▶ _Goal_
Can you set out every line of the records below as a numbered list, skipping any blank lines and omitting the pictures?

▶ _Records supplied_

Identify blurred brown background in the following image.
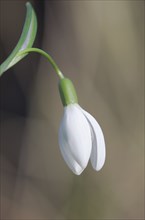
[0,0,144,220]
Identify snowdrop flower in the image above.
[59,78,106,175]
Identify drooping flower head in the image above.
[59,78,106,175]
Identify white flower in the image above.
[59,103,106,175]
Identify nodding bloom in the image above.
[59,78,106,175]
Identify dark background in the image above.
[0,0,144,220]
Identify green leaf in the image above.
[0,2,37,76]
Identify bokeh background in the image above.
[0,0,145,220]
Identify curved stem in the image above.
[18,48,64,79]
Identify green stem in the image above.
[18,48,64,79]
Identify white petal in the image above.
[59,104,92,173]
[59,130,84,175]
[82,109,106,171]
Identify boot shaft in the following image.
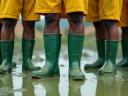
[96,40,105,60]
[22,39,35,64]
[44,34,61,65]
[1,41,14,64]
[68,34,85,68]
[121,40,128,58]
[105,40,118,64]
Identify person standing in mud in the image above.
[117,0,128,67]
[32,0,87,79]
[85,0,122,74]
[0,0,39,74]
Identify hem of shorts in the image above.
[85,18,100,22]
[66,8,87,15]
[35,9,61,14]
[0,15,40,21]
[0,14,19,20]
[22,18,40,21]
[35,9,87,15]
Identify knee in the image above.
[45,13,60,26]
[22,21,35,30]
[2,19,17,30]
[103,20,116,29]
[68,12,83,25]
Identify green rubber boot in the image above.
[85,40,105,69]
[68,34,85,80]
[117,40,128,67]
[32,34,61,78]
[22,39,39,71]
[0,41,14,74]
[0,41,2,65]
[98,40,118,74]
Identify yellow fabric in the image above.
[86,0,122,22]
[0,0,39,21]
[35,0,88,14]
[118,0,128,27]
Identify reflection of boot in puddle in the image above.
[0,75,14,96]
[69,80,84,96]
[33,77,59,96]
[22,77,34,96]
[96,75,119,96]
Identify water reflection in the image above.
[0,65,128,96]
[96,74,122,96]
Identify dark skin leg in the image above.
[44,13,60,34]
[1,19,17,40]
[22,21,35,40]
[67,12,84,34]
[99,20,119,75]
[85,21,105,69]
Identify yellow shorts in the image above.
[0,0,40,21]
[35,0,88,14]
[86,0,122,22]
[118,0,128,27]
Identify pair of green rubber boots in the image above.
[0,39,38,74]
[32,34,84,79]
[85,40,118,74]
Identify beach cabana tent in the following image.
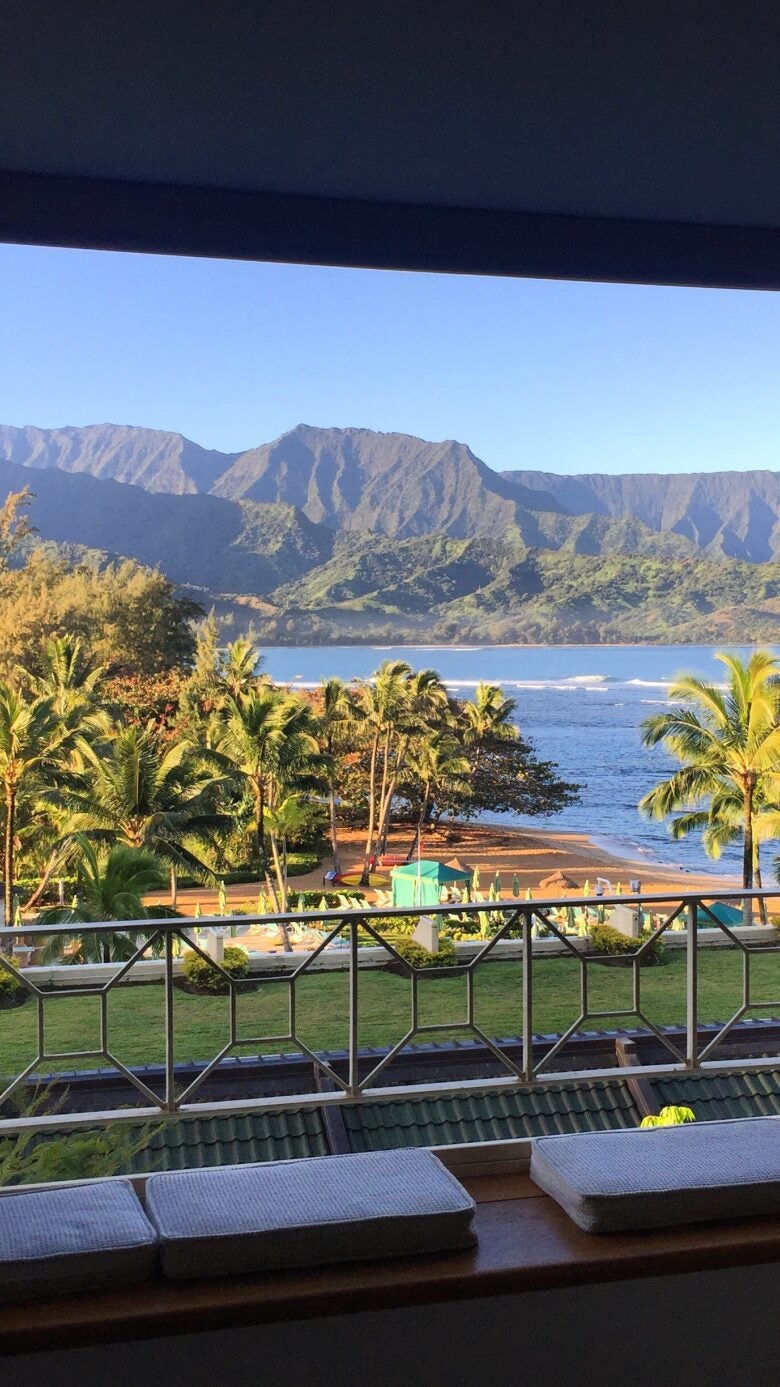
[539,871,577,890]
[698,900,743,929]
[390,859,472,906]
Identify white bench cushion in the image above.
[0,1180,157,1305]
[146,1150,475,1277]
[530,1118,780,1233]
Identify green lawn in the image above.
[0,949,780,1075]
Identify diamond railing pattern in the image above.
[0,890,780,1133]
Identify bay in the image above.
[262,645,774,877]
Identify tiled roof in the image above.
[652,1069,780,1122]
[123,1110,329,1173]
[341,1079,640,1151]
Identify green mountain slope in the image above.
[502,472,780,563]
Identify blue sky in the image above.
[0,245,780,472]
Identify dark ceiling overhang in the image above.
[7,173,780,288]
[0,0,780,288]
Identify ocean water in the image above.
[264,645,772,874]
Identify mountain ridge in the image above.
[0,424,780,644]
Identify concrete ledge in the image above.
[13,925,777,988]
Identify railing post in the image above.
[348,920,359,1099]
[165,929,176,1112]
[523,910,533,1083]
[686,900,698,1069]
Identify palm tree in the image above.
[318,678,354,872]
[19,634,105,718]
[355,660,447,885]
[219,637,261,698]
[265,792,319,920]
[461,684,518,770]
[218,684,318,875]
[37,836,175,963]
[0,682,79,922]
[376,670,450,853]
[55,723,232,907]
[657,775,780,925]
[640,651,780,917]
[399,730,470,852]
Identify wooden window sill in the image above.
[0,1175,780,1355]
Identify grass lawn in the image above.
[0,949,780,1075]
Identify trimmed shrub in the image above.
[389,936,457,972]
[185,945,250,996]
[588,925,666,967]
[287,886,364,910]
[0,960,29,1008]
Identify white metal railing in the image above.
[0,889,780,1135]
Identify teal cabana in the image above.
[390,860,473,906]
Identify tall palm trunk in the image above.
[361,732,379,886]
[271,834,293,953]
[743,774,755,925]
[376,745,405,856]
[3,784,17,925]
[754,842,769,925]
[328,784,341,872]
[22,852,61,911]
[407,781,430,859]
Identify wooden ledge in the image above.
[0,1175,780,1355]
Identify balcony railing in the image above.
[0,890,780,1135]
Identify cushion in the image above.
[0,1180,157,1305]
[530,1118,780,1233]
[146,1150,475,1277]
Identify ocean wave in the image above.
[626,680,673,689]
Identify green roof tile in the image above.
[130,1110,329,1173]
[652,1069,780,1122]
[341,1079,640,1151]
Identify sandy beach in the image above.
[168,822,740,915]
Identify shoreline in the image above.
[170,821,740,914]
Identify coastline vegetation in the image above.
[0,494,577,937]
[638,651,780,922]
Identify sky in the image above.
[0,245,780,473]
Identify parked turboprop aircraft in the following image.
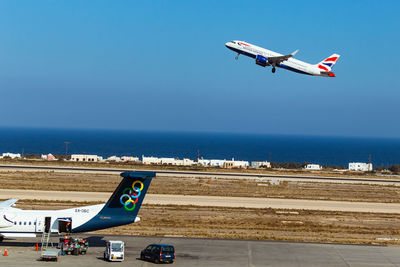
[225,41,340,77]
[0,172,156,241]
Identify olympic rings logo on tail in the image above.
[119,181,143,211]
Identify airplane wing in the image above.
[0,199,18,209]
[268,49,299,65]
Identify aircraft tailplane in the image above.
[73,171,156,232]
[317,54,340,72]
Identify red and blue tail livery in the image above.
[225,41,340,77]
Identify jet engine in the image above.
[256,55,270,67]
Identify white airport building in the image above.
[197,159,249,168]
[142,156,197,166]
[349,162,373,172]
[304,164,322,171]
[41,153,57,160]
[121,156,140,162]
[251,161,271,168]
[0,152,21,159]
[71,154,103,162]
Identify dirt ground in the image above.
[10,201,400,245]
[0,171,400,203]
[0,159,394,179]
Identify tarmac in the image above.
[0,189,400,214]
[0,234,400,267]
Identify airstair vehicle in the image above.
[40,217,65,261]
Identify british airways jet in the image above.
[225,41,340,77]
[0,172,156,241]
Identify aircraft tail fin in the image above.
[73,171,156,232]
[317,54,340,72]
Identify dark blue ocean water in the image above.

▶ _Answer below_
1. Identify blurred brown background in the following image.
2. [0,0,144,220]
3. Identify snowdrop flower in the image above.
4. [59,78,106,175]
5. Identify drooping flower head in the image above.
6. [59,78,106,175]
7. Identify white flower in the image above.
8. [59,103,106,175]
9. Identify nodding bloom in the image above.
10. [59,78,106,175]
11. Identify dark background in the image above.
12. [0,0,144,220]
13. Identify green leaf in the image above.
14. [0,2,37,76]
15. Identify bokeh background in the image above.
16. [0,0,145,220]
17. Identify curved stem in the image above.
18. [18,48,64,79]
19. Identify green stem in the image above.
20. [18,48,64,79]
21. Identify white petal in the image above.
22. [59,104,92,173]
23. [59,130,84,175]
24. [82,109,106,171]
25. Identify boot shaft in the following image.
26. [96,40,105,60]
27. [22,39,35,64]
28. [44,34,61,65]
29. [1,41,14,64]
30. [68,34,85,68]
31. [121,40,128,58]
32. [105,40,118,64]
33. Identify person standing in mud in the image above.
34. [117,0,128,67]
35. [32,0,87,79]
36. [85,0,122,74]
37. [0,0,39,74]
38. Identify hem of shorts in the image above.
39. [85,18,100,22]
40. [66,8,87,15]
41. [35,9,61,14]
42. [0,15,40,21]
43. [0,14,19,20]
44. [22,18,40,21]
45. [35,9,87,15]
46. Identify knee in the image above.
47. [45,13,60,26]
48. [22,21,35,30]
49. [2,19,17,30]
50. [103,20,116,29]
51. [68,12,83,25]
52. Identify green rubber boot in the image above.
53. [85,40,105,69]
54. [68,34,85,80]
55. [117,40,128,67]
56. [32,34,61,78]
57. [22,39,39,71]
58. [0,41,14,74]
59. [0,41,2,65]
60. [98,40,118,74]
61. Identify yellow fabric in the image above.
62. [86,0,122,22]
63. [0,0,39,21]
64. [35,0,88,14]
65. [118,0,128,27]
66. Identify reflection of boot in puddle in the image above.
67. [0,75,14,96]
68. [69,80,84,96]
69. [33,77,59,96]
70. [22,77,34,96]
71. [96,75,119,96]
72. Identify water reflection in the image above.
73. [0,65,128,96]
74. [96,74,122,96]
75. Identify dark skin leg in the image above.
76. [44,13,60,34]
77. [1,19,17,40]
78. [22,21,35,40]
79. [67,12,84,34]
80. [99,20,119,75]
81. [85,21,105,69]
82. Identify yellow shorts in the image above.
83. [0,0,40,21]
84. [35,0,88,14]
85. [86,0,122,22]
86. [118,0,128,27]
87. Identify pair of green rubber boots in the image above.
88. [0,39,38,74]
89. [32,34,84,79]
90. [85,40,118,74]
91. Identify beach cabana tent in the following image.
92. [539,871,577,890]
93. [698,900,743,929]
94. [390,859,472,906]
95. Identify white bench cushion in the image above.
96. [0,1180,157,1305]
97. [146,1150,475,1277]
98. [530,1118,780,1233]
99. Identify green lawn in the image above.
100. [0,949,780,1075]
101. Identify diamond railing pattern in the image above.
102. [0,890,780,1133]
103. Identify bay in the image above.
104. [262,645,774,877]
105. Identify tiled roof in the image above.
106. [652,1069,780,1122]
107. [123,1110,329,1173]
108. [341,1079,640,1151]
109. Identify green mountain slope in the image above.
110. [502,472,780,563]
111. Identify blue sky in the image above.
112. [0,245,780,472]
113. Identify dark ceiling overhang in the image above.
114. [7,173,780,288]
115. [0,0,780,288]
116. Identify ocean water in the image above.
117. [264,645,772,874]
118. Identify mountain ridge in the image above.
119. [0,424,780,644]
120. Identify concrete ledge in the image above.
121. [13,925,777,988]
122. Identify railing post in the image above.
123. [348,920,359,1099]
124. [165,929,176,1112]
125. [523,910,533,1083]
126. [686,900,698,1069]
127. Identify palm tree in the image above.
128. [318,678,354,872]
129. [19,634,105,718]
130. [355,660,447,885]
131. [219,637,261,698]
132. [265,792,319,920]
133. [461,684,518,770]
134. [218,684,318,875]
135. [37,836,175,963]
136. [0,682,79,922]
137. [376,670,450,853]
138. [55,723,232,907]
139. [657,775,780,925]
140. [640,651,780,917]
141. [399,730,470,852]
142. Identify wooden window sill in the image above.
143. [0,1175,780,1355]
144. Identify grass lawn in the image above.
145. [0,949,780,1075]
146. Identify trimmed shrub in the image above.
147. [389,936,457,972]
148. [185,945,250,996]
149. [588,925,666,967]
150. [287,886,364,910]
151. [0,960,29,1008]
152. Identify white metal railing in the image above.
153. [0,889,780,1135]
154. Identify teal cabana in the image above.
155. [390,860,473,906]
156. Identify tall palm trunk in the image above.
157. [361,732,379,886]
158. [271,834,293,953]
159. [743,774,755,925]
160. [376,745,405,856]
161. [3,784,17,925]
162. [754,842,769,925]
163. [328,784,341,872]
164. [22,852,61,911]
165. [407,781,430,859]
166. Identify wooden ledge in the image above.
167. [0,1175,780,1355]
168. Identify balcony railing in the image above.
169. [0,890,780,1135]
170. Identify cushion in the image above.
171. [0,1180,157,1305]
172. [530,1118,780,1233]
173. [146,1150,475,1277]
174. Identify ocean wave in the image above.
175. [626,680,673,689]
176. Identify green roof tile in the image above.
177. [130,1110,329,1173]
178. [652,1069,780,1122]
179. [341,1079,640,1151]
180. Identify sandy beach in the image above.
181. [168,822,740,915]
182. Identify shoreline in the image above.
183. [170,821,740,914]
184. Identify coastline vegetation in the image above.
185. [0,494,577,937]
186. [638,651,780,922]
187. Identify sky in the image above.
188. [0,245,780,473]
189. Identify parked turboprop aircraft in the following image.
190. [225,41,340,77]
191. [0,172,156,241]
192. Identify olympic rings logo on tail in the image above.
193. [119,181,143,211]
194. Identify airplane wing in the image above.
195. [0,199,18,209]
196. [268,49,299,65]
197. Identify aircraft tailplane in the image above.
198. [73,171,156,232]
199. [317,54,340,72]
200. Identify red and blue tail livery in the image above.
201. [225,41,340,77]
202. Identify jet engine in the image above.
203. [256,55,270,67]
204. Identify white airport building in the image above.
205. [197,159,249,168]
206. [142,156,197,166]
207. [349,162,373,172]
208. [304,164,322,171]
209. [41,153,57,160]
210. [121,156,140,162]
211. [251,161,271,168]
212. [0,152,21,159]
213. [71,154,103,162]
214. Identify dirt ground in the image above.
215. [10,201,400,245]
216. [0,171,400,203]
217. [0,159,394,179]
218. Identify tarmac in the image above.
219. [0,189,400,214]
220. [0,234,400,267]
221. Identify airstair vehicle in the image above.
222. [40,217,65,261]
223. Identify british airways jet in the image above.
224. [225,41,340,77]
225. [0,172,156,241]
226. Identify aircraft tail fin in the image above.
227. [73,171,156,232]
228. [317,54,340,72]
229. Identify dark blue ocean water in the image above.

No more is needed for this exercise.